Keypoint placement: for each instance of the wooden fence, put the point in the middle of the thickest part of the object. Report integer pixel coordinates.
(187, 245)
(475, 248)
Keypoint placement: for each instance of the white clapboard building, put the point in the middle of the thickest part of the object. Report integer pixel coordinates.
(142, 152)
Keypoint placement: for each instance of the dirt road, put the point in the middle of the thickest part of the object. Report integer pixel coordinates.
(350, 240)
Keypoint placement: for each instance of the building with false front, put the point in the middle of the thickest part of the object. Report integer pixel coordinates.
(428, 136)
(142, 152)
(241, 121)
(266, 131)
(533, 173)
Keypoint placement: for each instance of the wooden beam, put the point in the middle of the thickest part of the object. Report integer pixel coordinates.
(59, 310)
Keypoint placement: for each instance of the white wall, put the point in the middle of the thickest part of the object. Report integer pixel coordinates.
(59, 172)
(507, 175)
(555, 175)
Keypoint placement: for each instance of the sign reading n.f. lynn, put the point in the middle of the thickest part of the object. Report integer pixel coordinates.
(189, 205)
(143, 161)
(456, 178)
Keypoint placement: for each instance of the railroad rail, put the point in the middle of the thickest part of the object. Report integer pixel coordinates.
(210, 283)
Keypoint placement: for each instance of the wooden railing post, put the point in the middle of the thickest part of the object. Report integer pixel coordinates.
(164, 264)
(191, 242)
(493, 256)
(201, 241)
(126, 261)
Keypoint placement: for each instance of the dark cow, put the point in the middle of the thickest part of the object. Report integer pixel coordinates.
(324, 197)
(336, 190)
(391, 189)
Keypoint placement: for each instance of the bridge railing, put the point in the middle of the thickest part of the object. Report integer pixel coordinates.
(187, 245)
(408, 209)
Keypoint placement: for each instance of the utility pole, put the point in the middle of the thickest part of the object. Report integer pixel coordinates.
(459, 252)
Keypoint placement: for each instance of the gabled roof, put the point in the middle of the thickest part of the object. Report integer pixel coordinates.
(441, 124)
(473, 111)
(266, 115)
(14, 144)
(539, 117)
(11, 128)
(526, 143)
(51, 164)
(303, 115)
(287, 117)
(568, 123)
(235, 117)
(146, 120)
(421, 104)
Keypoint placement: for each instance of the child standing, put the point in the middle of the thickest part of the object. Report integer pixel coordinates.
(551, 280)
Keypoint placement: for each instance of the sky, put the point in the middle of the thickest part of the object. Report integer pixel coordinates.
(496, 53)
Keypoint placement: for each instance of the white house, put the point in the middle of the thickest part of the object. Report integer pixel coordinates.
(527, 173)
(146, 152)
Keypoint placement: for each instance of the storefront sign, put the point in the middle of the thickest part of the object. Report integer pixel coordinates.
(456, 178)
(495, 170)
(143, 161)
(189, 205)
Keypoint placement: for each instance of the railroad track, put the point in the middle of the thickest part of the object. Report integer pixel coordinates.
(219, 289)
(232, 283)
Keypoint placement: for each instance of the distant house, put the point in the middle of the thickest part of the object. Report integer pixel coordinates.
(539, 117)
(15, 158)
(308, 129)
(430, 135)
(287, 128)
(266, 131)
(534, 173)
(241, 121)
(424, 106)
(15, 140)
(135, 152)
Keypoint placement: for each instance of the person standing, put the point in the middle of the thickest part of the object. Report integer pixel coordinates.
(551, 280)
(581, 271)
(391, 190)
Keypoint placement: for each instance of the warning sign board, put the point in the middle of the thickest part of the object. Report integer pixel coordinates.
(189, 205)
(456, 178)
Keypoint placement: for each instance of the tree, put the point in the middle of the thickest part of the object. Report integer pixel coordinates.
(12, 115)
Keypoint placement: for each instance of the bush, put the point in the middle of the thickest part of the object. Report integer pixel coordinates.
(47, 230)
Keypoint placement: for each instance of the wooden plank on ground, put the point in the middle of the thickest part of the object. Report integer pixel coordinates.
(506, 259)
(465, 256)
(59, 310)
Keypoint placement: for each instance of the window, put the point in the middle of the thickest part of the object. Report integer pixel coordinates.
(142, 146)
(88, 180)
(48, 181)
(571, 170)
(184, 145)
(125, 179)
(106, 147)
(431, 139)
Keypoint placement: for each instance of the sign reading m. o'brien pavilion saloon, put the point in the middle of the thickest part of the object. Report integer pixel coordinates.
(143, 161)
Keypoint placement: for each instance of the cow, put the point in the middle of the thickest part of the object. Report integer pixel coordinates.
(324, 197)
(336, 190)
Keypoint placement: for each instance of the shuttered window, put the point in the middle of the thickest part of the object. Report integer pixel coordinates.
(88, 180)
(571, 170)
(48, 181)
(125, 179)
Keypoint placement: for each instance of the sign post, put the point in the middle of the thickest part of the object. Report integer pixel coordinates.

————————

— Aim of the exercise —
Would you give the material above again, complete and exact?

— Solution for this exercise —
Keypoint placement: for each instance of the wooden fence, put the point in the middle of the thickest part of the object. Report integer pixel coordinates.
(187, 245)
(475, 248)
Keypoint placement: for each instance of the white clapboard building, put the point in the middle of the thickest part of the object. Report integer pixel coordinates.
(142, 152)
Keypoint placement: for each instance of the dirt road, put the point in the middle of the thickest part of the object. Report integer pixel coordinates.
(350, 240)
Keypoint placement: for each instance of the building with false front, put the point in the middle of the thickest part of the object. Report integer pixel coordinates.
(428, 136)
(142, 152)
(241, 121)
(266, 131)
(533, 173)
Keypoint placement: for each instance of the wooden beam, put the point in the middle of the thickest part of the object. Report integer pixel coordinates.
(59, 310)
Keypoint placement: for each instance of the white wall, put the point in the middle of the thickest part of the object. Report integer pixel coordinates.
(59, 172)
(507, 175)
(555, 175)
Keypoint placement: for each instance of the sign reading n.f. lynn, put the point in the middle of the thickest part of the object. Report integer pixel coordinates.
(189, 205)
(143, 161)
(456, 178)
Keypoint placement: for each instance of the railroad rail, put the point in the middle of the thickest part of the object. Report integer pixel coordinates.
(210, 283)
Keypoint placement: for each instance of the wooden railing post, put the point in the middle of the thickest part of the object. Report integer pixel coordinates.
(164, 264)
(191, 242)
(493, 256)
(201, 241)
(126, 261)
Keypoint placement: for each instance of the dark cow, put the point in the middle of the thickest part of the object. Report integer pixel coordinates.
(324, 197)
(336, 190)
(391, 189)
Keypoint placement: for each instance of the bridge railing, put the point in the middle of the thickest part of the object. Report integer pixel coordinates.
(187, 245)
(408, 209)
Keypoint placement: for each instance of the utility pole, put the point in the middle of the thickest part of the object. Report integer pixel coordinates.
(459, 252)
Keypoint placement: for each instance of the gabled roof, put the point in the middle of the thickest part of the object. Report integer pixel coordinates.
(441, 124)
(473, 111)
(266, 115)
(14, 144)
(539, 117)
(11, 128)
(526, 143)
(51, 164)
(303, 115)
(287, 117)
(568, 123)
(235, 117)
(146, 120)
(421, 104)
Keypoint placement: for each instance of the child standing, put the point in the middle of the thickest part of the object. Report integer pixel coordinates.
(551, 280)
Keypoint placement: for each instance of the sky, put the point in the middle of the thickest part of the object. Report integer pixel coordinates.
(496, 53)
Keypoint placement: for each instance of the white house, put the point in the middle of the thickest part of the object. Report integer pixel coordinates.
(527, 173)
(146, 152)
Keypoint placement: for each instance of the storefront sign, put the point in the middle of the thickest part of the object. Report integer pixel coordinates.
(456, 178)
(495, 170)
(143, 161)
(189, 205)
Keypoint placement: for each instance of the railroad track, put the point in the middle of the thickest part of the object. Report integer pixel coordinates.
(219, 289)
(232, 283)
Keypoint placement: for each instance of the distant house, put the point in the middle of the thickest part of the object. Report integer pixel coordinates.
(539, 117)
(15, 158)
(308, 129)
(430, 135)
(287, 128)
(266, 131)
(534, 173)
(241, 121)
(424, 106)
(15, 140)
(135, 152)
Keypoint placement: for each instance of the person standing, put the point in the middle of the thickest part of the object. Report integer pixel coordinates.
(551, 280)
(581, 271)
(391, 190)
Keypoint placement: for each instance of the warning sign board, put the point in the middle of the thickest part of the object. Report integer pixel coordinates.
(189, 205)
(456, 178)
Keypoint placement: for each instance of the tree, put the point in the middle of the thickest part of the object. Report integer pixel coordinates.
(12, 115)
Keypoint placement: for each instance of the bush, put the point in the middle of the thickest part of the object. Report integer pixel coordinates.
(47, 230)
Keypoint placement: for each instance of the wooden plank on ground, put the point in the middle of the thickest part of the object. Report integer pixel coordinates.
(506, 259)
(465, 256)
(59, 310)
Keypoint placement: for each instance of the window, put the point in the middle of the thickest part of the object. Report integer pixel coordinates.
(142, 146)
(88, 180)
(48, 181)
(571, 170)
(184, 145)
(125, 179)
(106, 147)
(431, 139)
Keypoint placement: for each instance of the sign reading m. o'brien pavilion saloon, put the point in the middle of the thickest part of the object. Report integer pixel coordinates.
(143, 161)
Keypoint placement: for each instance of the cow, put the point in the middle of the thickest part of the object. Report integer pixel coordinates.
(324, 197)
(336, 190)
Keypoint placement: for each instance of the shuttered window, put the point in the middle of the thickest part of the object. Report integer pixel coordinates.
(88, 180)
(571, 170)
(48, 181)
(125, 179)
Keypoint placement: for each instance of the sign post, put the point in the middle of the thickest part of the object. Report integer pixel coordinates.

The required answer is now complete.